[Records from a data collection]
◆ ◆ ◆

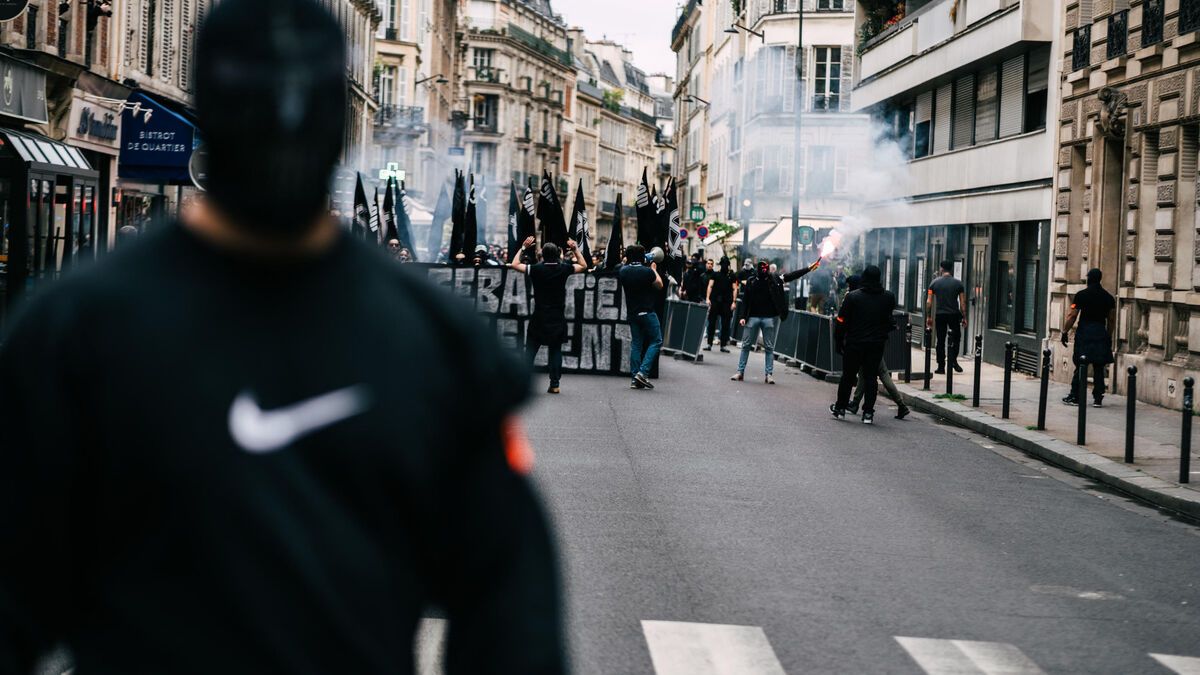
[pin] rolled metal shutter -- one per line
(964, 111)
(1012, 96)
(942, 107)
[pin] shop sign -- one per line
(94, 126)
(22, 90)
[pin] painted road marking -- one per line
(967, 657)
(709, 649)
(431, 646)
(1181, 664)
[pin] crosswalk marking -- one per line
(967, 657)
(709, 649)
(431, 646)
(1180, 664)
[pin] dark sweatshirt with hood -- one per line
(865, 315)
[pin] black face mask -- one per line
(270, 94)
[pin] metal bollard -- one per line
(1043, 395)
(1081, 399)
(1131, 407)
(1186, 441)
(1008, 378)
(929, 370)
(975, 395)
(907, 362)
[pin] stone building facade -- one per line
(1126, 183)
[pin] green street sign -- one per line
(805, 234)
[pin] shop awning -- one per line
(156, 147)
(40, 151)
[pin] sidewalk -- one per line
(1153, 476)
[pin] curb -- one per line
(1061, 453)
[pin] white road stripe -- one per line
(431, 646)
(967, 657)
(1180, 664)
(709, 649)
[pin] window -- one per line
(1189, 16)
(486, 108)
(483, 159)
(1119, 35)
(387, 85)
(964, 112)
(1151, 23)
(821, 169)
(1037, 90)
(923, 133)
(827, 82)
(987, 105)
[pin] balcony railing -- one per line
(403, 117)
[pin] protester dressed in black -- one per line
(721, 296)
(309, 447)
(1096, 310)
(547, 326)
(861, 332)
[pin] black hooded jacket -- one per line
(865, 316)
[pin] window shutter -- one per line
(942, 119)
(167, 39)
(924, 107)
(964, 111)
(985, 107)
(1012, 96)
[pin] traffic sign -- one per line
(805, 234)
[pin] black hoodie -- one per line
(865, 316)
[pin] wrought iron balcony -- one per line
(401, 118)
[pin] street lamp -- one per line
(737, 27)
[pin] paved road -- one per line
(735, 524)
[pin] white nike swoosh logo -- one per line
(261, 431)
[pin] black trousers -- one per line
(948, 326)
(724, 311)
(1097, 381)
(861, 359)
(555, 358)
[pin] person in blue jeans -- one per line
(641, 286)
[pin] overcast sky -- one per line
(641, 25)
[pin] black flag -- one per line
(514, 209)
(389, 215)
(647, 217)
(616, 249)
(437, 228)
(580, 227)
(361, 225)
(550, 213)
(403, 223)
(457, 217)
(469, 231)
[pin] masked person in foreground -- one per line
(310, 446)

◆ ◆ ◆

Given instruction: Pull every line of the material above out word for word, leaving the pictures out of your answer.

Answer in full:
[pin] rolled metal shutter -- one per line
(964, 111)
(1012, 96)
(942, 107)
[pin] shop sign -- one per line
(94, 126)
(22, 90)
[pin] painted road marking -- one per line
(967, 657)
(709, 649)
(431, 646)
(1181, 664)
[pin] crosswalk marking -- one per line
(967, 657)
(709, 649)
(431, 646)
(1180, 664)
[pin] dark sweatshirt with hood -- one per line
(865, 315)
[pin] black face mask -- one per line
(270, 94)
[pin] metal bollard -- one per line
(1043, 395)
(1081, 399)
(1131, 407)
(1186, 441)
(1008, 378)
(929, 370)
(975, 395)
(907, 362)
[pin] stone building facade -- one per line
(1126, 183)
[pin] green street sign -- one per line
(805, 234)
[pin] shop awning -- one per line
(156, 147)
(40, 151)
[pin] sidewalk -- one per line
(1153, 476)
[pin] curb -- one per line
(1061, 453)
[pin] white road stripe -- one per line
(431, 646)
(967, 657)
(1180, 664)
(709, 649)
[pin] window -- one per line
(1189, 16)
(486, 108)
(483, 159)
(1119, 35)
(387, 85)
(964, 112)
(1151, 23)
(821, 169)
(1037, 90)
(923, 133)
(827, 82)
(987, 105)
[pin] balcony railing -- one per line
(403, 117)
[pin] protester dressed in black -- one per line
(721, 296)
(309, 447)
(1096, 310)
(547, 326)
(861, 332)
[pin] black hooded jacket -- one per line
(865, 316)
[pin] window shutter -- one per line
(942, 119)
(167, 39)
(924, 107)
(964, 111)
(985, 107)
(1012, 96)
[pin] traffic sign -- one per line
(805, 234)
[pin] black hoodie -- one per line
(865, 316)
[pin] wrought iron balcony -- one per line
(401, 118)
[pin] street lamp -- one per line
(737, 27)
[pin] paved road -- one per line
(735, 524)
[pin] white nike swoosh logo -- one per line
(261, 431)
[pin] black trousers -- one per line
(948, 326)
(724, 311)
(1097, 381)
(861, 359)
(555, 358)
[pin] person in blue jeans -- one per line
(641, 286)
[pin] overcast sky -- one per line
(641, 25)
[pin] black flag -- one per line
(514, 209)
(389, 215)
(647, 217)
(616, 249)
(437, 228)
(580, 227)
(361, 225)
(550, 213)
(403, 223)
(457, 217)
(469, 231)
[pin] masked person in foreground -- one per line
(310, 446)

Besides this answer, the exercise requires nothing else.